[已存储的数据集条目]
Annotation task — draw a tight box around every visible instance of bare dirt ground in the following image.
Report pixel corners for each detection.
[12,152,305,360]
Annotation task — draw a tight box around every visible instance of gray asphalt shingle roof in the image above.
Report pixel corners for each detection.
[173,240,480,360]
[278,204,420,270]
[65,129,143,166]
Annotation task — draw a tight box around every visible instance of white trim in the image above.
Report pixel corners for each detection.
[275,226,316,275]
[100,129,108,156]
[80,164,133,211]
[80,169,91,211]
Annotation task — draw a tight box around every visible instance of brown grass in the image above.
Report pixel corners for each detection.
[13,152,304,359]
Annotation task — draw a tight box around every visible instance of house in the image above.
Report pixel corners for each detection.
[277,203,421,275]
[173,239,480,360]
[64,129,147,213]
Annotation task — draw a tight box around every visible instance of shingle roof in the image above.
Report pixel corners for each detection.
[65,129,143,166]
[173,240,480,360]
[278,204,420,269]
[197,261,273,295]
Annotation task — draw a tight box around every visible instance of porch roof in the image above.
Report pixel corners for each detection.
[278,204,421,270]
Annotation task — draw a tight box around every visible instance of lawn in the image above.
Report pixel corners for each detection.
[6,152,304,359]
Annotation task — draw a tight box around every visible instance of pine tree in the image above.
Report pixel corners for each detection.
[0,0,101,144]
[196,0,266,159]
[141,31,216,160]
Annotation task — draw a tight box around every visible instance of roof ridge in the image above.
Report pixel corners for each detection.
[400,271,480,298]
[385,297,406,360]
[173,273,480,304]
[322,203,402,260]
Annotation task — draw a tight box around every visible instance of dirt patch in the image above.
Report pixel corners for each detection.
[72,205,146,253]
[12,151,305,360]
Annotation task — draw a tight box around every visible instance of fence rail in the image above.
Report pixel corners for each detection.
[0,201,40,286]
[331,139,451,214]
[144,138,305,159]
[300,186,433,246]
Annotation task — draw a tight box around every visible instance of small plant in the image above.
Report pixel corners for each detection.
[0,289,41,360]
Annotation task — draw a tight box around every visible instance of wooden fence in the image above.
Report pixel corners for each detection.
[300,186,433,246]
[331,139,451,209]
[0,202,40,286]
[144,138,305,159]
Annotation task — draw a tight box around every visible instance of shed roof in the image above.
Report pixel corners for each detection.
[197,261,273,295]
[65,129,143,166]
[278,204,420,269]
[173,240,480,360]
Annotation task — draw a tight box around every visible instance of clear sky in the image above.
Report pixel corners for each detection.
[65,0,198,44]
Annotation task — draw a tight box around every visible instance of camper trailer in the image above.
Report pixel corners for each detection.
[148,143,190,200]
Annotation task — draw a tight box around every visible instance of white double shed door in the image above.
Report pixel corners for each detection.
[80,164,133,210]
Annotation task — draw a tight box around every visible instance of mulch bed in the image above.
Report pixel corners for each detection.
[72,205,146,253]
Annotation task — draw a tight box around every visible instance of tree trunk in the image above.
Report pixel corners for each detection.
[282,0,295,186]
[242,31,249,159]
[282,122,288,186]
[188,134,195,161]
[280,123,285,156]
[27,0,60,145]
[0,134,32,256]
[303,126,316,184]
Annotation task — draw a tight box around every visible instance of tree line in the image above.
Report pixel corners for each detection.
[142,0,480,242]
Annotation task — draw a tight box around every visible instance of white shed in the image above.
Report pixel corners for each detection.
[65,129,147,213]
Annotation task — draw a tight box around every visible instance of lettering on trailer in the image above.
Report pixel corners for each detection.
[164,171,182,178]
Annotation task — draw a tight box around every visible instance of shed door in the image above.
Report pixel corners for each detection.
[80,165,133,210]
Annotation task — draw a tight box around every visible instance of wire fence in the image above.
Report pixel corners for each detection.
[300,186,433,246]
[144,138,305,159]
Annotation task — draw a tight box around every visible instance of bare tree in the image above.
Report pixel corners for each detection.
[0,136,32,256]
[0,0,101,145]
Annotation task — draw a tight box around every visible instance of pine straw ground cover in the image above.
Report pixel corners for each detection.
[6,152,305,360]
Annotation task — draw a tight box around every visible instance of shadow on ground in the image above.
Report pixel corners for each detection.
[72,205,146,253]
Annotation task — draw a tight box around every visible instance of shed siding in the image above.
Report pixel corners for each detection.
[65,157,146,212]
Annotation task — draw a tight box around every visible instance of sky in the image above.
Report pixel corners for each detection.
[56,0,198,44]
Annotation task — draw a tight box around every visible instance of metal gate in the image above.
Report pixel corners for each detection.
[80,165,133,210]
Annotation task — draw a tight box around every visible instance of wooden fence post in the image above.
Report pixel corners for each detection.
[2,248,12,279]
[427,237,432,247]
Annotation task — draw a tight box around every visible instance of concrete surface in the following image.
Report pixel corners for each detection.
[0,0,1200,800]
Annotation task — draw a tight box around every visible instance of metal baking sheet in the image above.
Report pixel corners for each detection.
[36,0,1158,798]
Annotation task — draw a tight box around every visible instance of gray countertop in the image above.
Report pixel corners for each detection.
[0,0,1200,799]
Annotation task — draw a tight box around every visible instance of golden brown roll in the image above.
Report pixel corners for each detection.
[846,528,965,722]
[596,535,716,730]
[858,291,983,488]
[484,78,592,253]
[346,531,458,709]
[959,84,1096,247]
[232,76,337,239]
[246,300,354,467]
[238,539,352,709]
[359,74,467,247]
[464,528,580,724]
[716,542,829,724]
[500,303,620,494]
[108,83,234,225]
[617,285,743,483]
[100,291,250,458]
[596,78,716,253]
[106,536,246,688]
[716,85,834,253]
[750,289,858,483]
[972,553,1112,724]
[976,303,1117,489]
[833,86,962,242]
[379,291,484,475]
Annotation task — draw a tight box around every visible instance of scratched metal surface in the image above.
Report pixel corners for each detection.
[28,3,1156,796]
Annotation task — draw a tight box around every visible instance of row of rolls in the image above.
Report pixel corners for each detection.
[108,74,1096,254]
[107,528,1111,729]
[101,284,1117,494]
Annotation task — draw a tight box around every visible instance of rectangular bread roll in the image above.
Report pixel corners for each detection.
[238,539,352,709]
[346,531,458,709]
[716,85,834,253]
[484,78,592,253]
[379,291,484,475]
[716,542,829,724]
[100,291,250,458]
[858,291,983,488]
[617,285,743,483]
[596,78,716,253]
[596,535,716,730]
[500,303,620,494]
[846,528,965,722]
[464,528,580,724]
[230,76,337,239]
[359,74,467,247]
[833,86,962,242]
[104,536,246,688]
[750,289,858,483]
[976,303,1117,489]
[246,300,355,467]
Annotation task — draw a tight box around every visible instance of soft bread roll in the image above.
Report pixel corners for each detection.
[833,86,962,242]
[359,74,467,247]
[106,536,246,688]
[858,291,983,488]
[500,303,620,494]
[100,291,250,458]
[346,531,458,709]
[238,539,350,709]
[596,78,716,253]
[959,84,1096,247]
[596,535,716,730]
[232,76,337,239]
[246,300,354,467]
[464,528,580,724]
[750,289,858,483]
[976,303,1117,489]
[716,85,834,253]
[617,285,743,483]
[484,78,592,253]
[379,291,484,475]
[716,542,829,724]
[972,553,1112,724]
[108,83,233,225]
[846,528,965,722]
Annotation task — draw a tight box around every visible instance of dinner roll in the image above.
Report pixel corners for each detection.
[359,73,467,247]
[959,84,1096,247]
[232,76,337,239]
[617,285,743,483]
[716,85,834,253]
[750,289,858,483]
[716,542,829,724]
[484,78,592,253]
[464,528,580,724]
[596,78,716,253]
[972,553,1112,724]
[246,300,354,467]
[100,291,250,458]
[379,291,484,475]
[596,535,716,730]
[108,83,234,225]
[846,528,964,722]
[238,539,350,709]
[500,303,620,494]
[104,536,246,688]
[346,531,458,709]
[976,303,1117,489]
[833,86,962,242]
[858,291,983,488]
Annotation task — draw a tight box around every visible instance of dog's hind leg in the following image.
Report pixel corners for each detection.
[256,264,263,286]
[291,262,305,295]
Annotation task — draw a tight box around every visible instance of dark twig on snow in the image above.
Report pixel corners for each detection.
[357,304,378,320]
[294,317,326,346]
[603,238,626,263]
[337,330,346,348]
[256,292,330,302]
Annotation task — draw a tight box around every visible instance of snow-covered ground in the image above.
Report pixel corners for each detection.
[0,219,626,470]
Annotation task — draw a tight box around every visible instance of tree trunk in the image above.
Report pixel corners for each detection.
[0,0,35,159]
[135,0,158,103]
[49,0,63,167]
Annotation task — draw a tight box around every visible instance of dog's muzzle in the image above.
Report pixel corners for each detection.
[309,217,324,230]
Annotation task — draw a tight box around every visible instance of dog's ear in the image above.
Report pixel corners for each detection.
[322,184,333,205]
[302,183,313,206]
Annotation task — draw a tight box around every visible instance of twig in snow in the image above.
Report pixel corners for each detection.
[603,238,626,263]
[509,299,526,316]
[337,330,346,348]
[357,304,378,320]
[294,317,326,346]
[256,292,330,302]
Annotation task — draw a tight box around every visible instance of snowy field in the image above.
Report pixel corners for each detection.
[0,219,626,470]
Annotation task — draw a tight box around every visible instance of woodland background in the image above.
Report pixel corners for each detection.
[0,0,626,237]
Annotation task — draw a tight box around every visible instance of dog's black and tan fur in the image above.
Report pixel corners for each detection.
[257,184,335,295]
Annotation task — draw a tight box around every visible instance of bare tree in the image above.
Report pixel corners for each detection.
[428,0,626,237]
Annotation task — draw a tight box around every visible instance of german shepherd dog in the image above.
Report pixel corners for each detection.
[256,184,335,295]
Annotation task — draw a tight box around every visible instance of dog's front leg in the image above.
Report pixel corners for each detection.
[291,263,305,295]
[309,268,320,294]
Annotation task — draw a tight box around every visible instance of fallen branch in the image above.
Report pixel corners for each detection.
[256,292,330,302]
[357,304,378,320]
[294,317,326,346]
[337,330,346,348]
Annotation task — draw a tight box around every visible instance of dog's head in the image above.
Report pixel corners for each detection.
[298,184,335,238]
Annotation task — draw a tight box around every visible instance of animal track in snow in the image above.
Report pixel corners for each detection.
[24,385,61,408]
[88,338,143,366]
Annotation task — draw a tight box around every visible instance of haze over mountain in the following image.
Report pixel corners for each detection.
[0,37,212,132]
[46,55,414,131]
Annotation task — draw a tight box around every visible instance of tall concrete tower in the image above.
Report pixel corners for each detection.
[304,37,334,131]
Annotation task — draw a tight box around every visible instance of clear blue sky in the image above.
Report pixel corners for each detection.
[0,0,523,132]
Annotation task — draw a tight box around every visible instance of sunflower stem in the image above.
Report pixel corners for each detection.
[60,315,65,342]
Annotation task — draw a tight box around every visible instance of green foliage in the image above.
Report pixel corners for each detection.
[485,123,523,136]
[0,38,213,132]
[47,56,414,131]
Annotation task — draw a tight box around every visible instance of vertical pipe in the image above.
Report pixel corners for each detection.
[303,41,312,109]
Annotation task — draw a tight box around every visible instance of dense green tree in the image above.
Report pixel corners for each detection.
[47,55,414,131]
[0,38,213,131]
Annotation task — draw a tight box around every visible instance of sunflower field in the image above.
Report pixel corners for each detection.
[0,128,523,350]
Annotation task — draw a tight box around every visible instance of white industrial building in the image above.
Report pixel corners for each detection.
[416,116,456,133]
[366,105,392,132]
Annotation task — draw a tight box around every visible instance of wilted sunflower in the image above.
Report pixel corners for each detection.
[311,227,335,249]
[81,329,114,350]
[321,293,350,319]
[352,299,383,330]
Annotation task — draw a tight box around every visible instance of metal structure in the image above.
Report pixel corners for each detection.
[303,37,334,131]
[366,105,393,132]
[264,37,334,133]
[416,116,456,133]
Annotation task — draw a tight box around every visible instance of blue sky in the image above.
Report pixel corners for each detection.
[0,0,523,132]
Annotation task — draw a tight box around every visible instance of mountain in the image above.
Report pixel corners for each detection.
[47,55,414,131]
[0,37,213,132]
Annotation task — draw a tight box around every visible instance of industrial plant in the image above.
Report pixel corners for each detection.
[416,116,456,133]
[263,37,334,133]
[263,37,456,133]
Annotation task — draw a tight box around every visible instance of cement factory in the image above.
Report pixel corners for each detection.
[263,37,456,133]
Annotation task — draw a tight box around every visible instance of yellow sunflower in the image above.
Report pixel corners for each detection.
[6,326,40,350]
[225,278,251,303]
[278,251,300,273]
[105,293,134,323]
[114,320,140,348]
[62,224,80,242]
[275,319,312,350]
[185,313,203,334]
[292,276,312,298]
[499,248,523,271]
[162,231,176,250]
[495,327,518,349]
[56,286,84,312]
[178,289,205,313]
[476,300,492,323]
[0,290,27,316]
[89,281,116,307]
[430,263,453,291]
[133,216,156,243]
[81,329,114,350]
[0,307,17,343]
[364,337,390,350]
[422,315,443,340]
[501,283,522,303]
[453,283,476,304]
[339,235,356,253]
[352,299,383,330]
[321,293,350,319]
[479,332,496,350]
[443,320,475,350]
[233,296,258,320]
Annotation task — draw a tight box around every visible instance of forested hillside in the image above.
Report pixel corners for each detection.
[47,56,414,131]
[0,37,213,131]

> [练习任务]: 从含有“wire fence in the image above.”的那一行开始，到含有“[65,157,146,212]”的那一行结束，把这些行原样照录一遍。

> [例题解答]:
Annotation task — draw a tight box around every visible instance of wire fence in the image above.
Report pixel corners for each detection.
[300,186,433,246]
[144,138,305,159]
Annotation task — draw a tight box around every visible instance of bare tree in the image above.
Report pixel corners for each detection.
[0,136,32,256]
[0,0,101,145]
Annotation task — draw a tight box around every visible instance of pine straw ground cover in the image above.
Report pixel corners for each detection.
[6,152,305,360]
Annotation task — draw a tight box around every visible instance of shadow on ground in the image above.
Report pixel corners for each detection.
[72,205,146,253]
Annotation task — draw a tight box around every visible instance of shed siding in the image above.
Report pixel corners for each detection.
[65,157,146,212]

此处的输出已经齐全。